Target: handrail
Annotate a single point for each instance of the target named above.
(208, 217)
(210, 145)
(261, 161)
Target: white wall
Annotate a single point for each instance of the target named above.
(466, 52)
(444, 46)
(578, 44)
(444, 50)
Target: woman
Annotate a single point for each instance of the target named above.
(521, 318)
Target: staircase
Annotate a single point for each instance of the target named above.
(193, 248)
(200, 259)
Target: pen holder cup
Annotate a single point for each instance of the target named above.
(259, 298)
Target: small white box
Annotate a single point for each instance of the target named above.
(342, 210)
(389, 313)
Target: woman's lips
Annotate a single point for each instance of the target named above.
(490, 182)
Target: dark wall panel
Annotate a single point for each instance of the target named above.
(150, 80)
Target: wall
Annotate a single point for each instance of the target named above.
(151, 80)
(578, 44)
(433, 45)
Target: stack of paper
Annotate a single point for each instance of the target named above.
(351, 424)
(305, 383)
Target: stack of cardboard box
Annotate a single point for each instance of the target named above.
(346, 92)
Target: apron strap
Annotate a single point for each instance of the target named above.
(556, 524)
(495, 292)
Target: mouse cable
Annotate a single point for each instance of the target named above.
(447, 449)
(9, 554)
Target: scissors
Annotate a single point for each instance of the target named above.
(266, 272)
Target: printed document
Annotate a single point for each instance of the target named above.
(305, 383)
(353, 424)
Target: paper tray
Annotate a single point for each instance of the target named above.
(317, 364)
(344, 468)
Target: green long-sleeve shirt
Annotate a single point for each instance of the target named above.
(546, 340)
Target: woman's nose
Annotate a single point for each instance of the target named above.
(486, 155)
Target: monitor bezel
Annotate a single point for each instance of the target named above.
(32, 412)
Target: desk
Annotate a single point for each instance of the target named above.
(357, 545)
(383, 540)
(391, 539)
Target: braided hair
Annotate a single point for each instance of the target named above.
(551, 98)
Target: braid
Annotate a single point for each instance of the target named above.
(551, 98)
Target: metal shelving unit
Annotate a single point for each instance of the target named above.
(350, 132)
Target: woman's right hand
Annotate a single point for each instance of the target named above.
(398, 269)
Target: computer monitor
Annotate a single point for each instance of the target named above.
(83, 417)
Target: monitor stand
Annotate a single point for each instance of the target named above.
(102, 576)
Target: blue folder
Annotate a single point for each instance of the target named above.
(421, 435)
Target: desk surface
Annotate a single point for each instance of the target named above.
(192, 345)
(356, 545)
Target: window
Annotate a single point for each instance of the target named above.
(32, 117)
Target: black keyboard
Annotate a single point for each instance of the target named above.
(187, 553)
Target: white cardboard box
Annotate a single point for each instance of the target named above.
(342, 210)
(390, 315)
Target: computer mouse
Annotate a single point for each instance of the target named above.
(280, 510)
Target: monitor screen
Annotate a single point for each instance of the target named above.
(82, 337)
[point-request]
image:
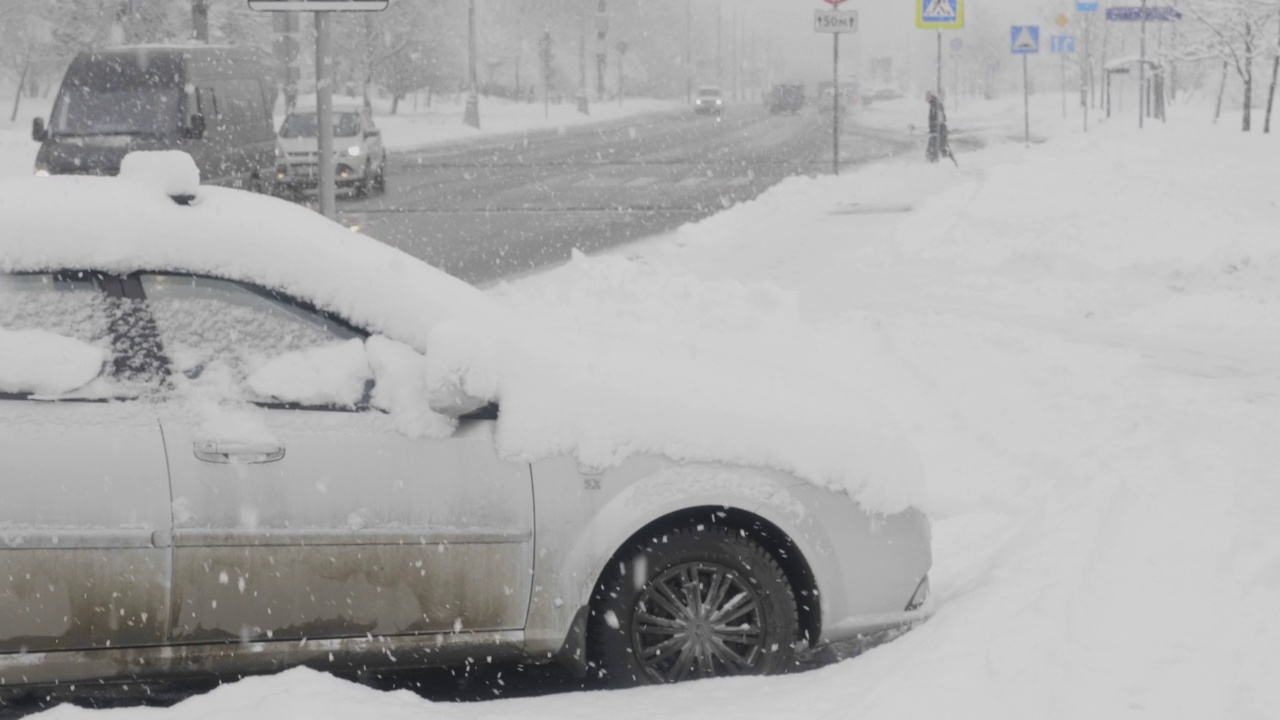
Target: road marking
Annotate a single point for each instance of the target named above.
(599, 182)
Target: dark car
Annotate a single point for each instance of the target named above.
(210, 103)
(786, 98)
(709, 101)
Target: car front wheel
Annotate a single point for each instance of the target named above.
(702, 601)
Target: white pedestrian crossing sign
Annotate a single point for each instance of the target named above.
(1024, 40)
(940, 14)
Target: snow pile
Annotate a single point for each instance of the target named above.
(172, 172)
(46, 364)
(563, 390)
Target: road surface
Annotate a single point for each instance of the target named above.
(489, 209)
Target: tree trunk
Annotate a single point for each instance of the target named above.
(1247, 123)
(1221, 90)
(1271, 94)
(22, 82)
(200, 21)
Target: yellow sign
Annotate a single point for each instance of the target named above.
(940, 14)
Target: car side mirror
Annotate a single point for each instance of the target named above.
(196, 127)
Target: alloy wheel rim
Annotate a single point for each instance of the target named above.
(698, 620)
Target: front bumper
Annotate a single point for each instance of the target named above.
(304, 176)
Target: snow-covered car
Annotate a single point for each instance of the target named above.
(360, 159)
(709, 101)
(237, 437)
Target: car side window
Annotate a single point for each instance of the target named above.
(55, 336)
(240, 342)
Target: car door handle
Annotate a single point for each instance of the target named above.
(241, 452)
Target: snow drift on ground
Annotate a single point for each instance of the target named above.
(1080, 338)
(562, 391)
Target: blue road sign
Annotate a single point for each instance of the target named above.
(942, 14)
(1139, 14)
(1024, 40)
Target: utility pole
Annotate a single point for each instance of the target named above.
(720, 44)
(200, 21)
(602, 49)
(472, 113)
(324, 115)
(689, 51)
(583, 106)
(1142, 69)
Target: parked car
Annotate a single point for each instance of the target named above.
(208, 101)
(219, 458)
(360, 159)
(709, 101)
(786, 98)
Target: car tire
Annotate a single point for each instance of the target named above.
(648, 629)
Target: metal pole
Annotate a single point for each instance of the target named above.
(1027, 104)
(1142, 69)
(689, 50)
(955, 67)
(835, 108)
(1064, 86)
(938, 86)
(324, 115)
(472, 112)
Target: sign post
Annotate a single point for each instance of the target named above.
(324, 80)
(835, 22)
(1143, 14)
(940, 14)
(1024, 40)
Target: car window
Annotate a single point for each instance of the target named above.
(242, 342)
(55, 333)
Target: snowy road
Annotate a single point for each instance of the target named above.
(498, 208)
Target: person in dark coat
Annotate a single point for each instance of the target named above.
(938, 146)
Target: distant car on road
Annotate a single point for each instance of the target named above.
(208, 101)
(360, 159)
(709, 101)
(786, 98)
(215, 429)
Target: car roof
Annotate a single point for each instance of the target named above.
(119, 226)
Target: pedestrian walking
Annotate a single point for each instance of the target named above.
(938, 146)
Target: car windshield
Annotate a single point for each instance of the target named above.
(140, 110)
(305, 124)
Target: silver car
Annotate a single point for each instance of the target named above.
(360, 159)
(146, 533)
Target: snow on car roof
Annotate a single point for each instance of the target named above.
(562, 392)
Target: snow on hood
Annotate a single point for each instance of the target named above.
(579, 384)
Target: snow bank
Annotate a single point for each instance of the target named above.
(46, 364)
(565, 387)
(172, 172)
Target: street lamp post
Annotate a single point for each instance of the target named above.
(472, 112)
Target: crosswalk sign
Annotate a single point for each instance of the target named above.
(940, 14)
(1024, 40)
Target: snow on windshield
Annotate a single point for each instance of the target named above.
(562, 388)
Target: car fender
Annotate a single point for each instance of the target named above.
(585, 516)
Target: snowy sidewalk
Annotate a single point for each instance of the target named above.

━━━━━━━━━━━━━━━━━━━━

> _Problem statement_
Copy all the entries word for word. Omit any pictures.

> _Output of the task_
Target: handrail
Annotate a single point for each instance of the target named above.
(208, 217)
(210, 145)
(261, 161)
Target: white wall
Annotate a single point for each instance of the target named above.
(466, 52)
(444, 46)
(578, 44)
(444, 50)
Target: woman
Annotate a single point for each instance of the target named above.
(521, 318)
Target: staircase
Annotate a single point for each instance of the target named above.
(193, 248)
(200, 259)
Target: pen holder cup
Annotate a single point for each instance of the target named above.
(259, 298)
Target: small white box
Annotate a single point for each instance of the target named above.
(342, 210)
(389, 313)
Target: woman's lips
Annotate a single point for each instance of the target named above.
(490, 182)
Target: dark wall panel
Annotate a single point for each instance of the target named above.
(150, 80)
Target: wall
Annotate a single point for each instance of the target named above.
(151, 80)
(578, 44)
(433, 45)
Target: stack of paper
Annotate a single point for each instance of the target named above.
(351, 424)
(305, 383)
Target: stack of cardboard box
Annotate a single point for each instance of the target named above.
(346, 92)
Target: apron strap
Annotate a single point for each instance of the target named above.
(556, 524)
(495, 292)
Target: mouse cable
Annotate a single point for each instance of the target named above.
(447, 449)
(9, 554)
Target: scissors
Annotate a single point for each instance of the target named above.
(266, 272)
Target: printed document
Annotate a single point for each instance of the target named above.
(305, 383)
(353, 424)
Target: paper tray
Annotate a single point for each instance of the target named above.
(317, 364)
(344, 468)
Target: green long-sleeve shirt
Annotate a single point for each instance of the target named above.
(546, 340)
Target: woman's nose
Annotate a single point for each instance of the target named above.
(486, 155)
Target: monitor bezel
Annotate a single point for each instance of the target named above.
(32, 412)
Target: desk
Annotate a single point for each instance of the target named above.
(357, 545)
(383, 540)
(391, 539)
Target: braided hair
Annotate a single point for each instance of the target named above.
(551, 98)
Target: braid
Annotate a single point for each instance of the target named above.
(551, 98)
Target: metal shelving unit
Annotate a single point for each instance of the target named above.
(350, 132)
Target: woman's right hand
Annotate a single point for each instance of the target named above.
(398, 269)
Target: computer monitor
Annotate a single point for each instance of the target named above.
(83, 417)
Target: monitor stand
Annotate a single point for each instance of the target named above.
(102, 576)
Target: blue folder
Annotate a single point for each instance of the target named above.
(421, 435)
Target: desk surface
Annotate a single point for each instance of the target named above.
(192, 345)
(356, 545)
Target: window
Annotate a single point for each instance of the target named above.
(32, 117)
Target: black keyboard
Annotate a single point for each instance of the target named above.
(187, 553)
Target: white cardboard box
Annotate a single point for each instance of the target named above.
(342, 210)
(390, 315)
Target: computer mouse
Annotate a single point for each instance of the target named above.
(280, 510)
Target: monitor screen
Annotate a single point for each instance of the target named above.
(82, 337)
[point-request]
image:
Target: road marking
Annotate a single point for each instance of the target named above.
(599, 182)
Target: dark car
Annotate a single point for each instance of the target named above.
(210, 103)
(786, 98)
(709, 101)
Target: car front wheel
Annotate a single point for each instance of the target named above.
(702, 601)
Target: white pedestrian crossing sign
Annotate a single point for each instance of the target named above.
(1024, 40)
(940, 14)
Target: snow pile
Annotate a single point for each instance of the target named above.
(172, 172)
(46, 364)
(563, 390)
Target: road surface
Annotate a single point for each instance of the target named above.
(489, 209)
Target: tree trunk
Annotate a single point for each instance of the target named above.
(1247, 123)
(1221, 90)
(1271, 94)
(22, 82)
(200, 21)
Target: yellow sign
Annotate a single point for each instance of the target named above.
(940, 14)
Target: car side mirror
Annotate a single point for each instance of the target named above.
(196, 127)
Target: alloy wheel rim
Annotate a single point for each instance of the target named above.
(698, 620)
Target: front bumper
Annotate a single point for each instance of the target named above.
(304, 176)
Target: snow-covered car
Annotate a single point for each instance of the target named above.
(360, 159)
(709, 101)
(237, 437)
Target: car side window
Annotate a single point for each instance of the target named above.
(55, 336)
(240, 342)
Target: car door handle
Annotate a single point for each instance of the target named above.
(241, 452)
Target: snow drift on ground
Annotate a single point for each instance of the target named above.
(1080, 338)
(562, 391)
Target: blue road sign
Annotate a single point for each instance of the target named above.
(942, 14)
(1139, 14)
(1024, 40)
Target: utility pole
Annotate a single point for each instance of the target named above.
(720, 44)
(200, 21)
(602, 49)
(472, 113)
(324, 115)
(689, 51)
(583, 106)
(1142, 69)
Target: parked car
Annotate a single point for each instance of the target named above.
(208, 101)
(219, 458)
(360, 159)
(709, 101)
(786, 98)
Target: car tire
Annotate a single point for each instance of the target named above.
(648, 629)
Target: metal pole
Annotate a single point for each instance of the target named above.
(1027, 104)
(1142, 69)
(689, 50)
(955, 67)
(835, 108)
(1064, 86)
(938, 86)
(324, 115)
(472, 112)
Target: sign post
Annotate a single point for each instance of the target named above.
(324, 80)
(835, 22)
(1143, 14)
(940, 14)
(1024, 40)
Target: car window
Annotate a single point for each instance of the target named above.
(242, 342)
(55, 333)
Target: snowy road
Annotate a single point for each instance of the target named above.
(498, 208)
Target: person in dark coat
Annotate a single point for each instance of the target named above.
(938, 146)
Target: distant car on road
Annotate a single point for each instance of the target named above.
(208, 101)
(360, 159)
(709, 101)
(786, 98)
(215, 429)
Target: car roof
Annotate a single point for each instance of the target named above.
(119, 226)
Target: pedestrian walking
Annotate a single point for each instance of the target named above.
(938, 146)
Target: car windshield
Annotate a single point for each instance of the target named above.
(140, 110)
(305, 124)
Target: silver car
Annotate a single point for each instance of the target named above.
(360, 159)
(146, 533)
Target: snow on car roof
Annotate a single point for each instance of the target named above.
(562, 392)
Target: snow on hood
Annotate a single point for each instance of the target named above.
(579, 384)
Target: snow bank
Annotate a single point for each instance of the target named above.
(46, 364)
(565, 387)
(172, 172)
Target: street lamp post
Annotate a single point for each instance of the target named above.
(472, 112)
Target: crosswalk sign
Annotate a single point for each instance of the target named above.
(940, 14)
(1024, 40)
Target: snow on windshield
Annotate a single point for each instance of the target named above.
(562, 388)
Target: car fender
Annotate a single point for each instance of the target named above.
(585, 516)
Target: snowy sidewalk
Annotate a single point for each instance of the target named above.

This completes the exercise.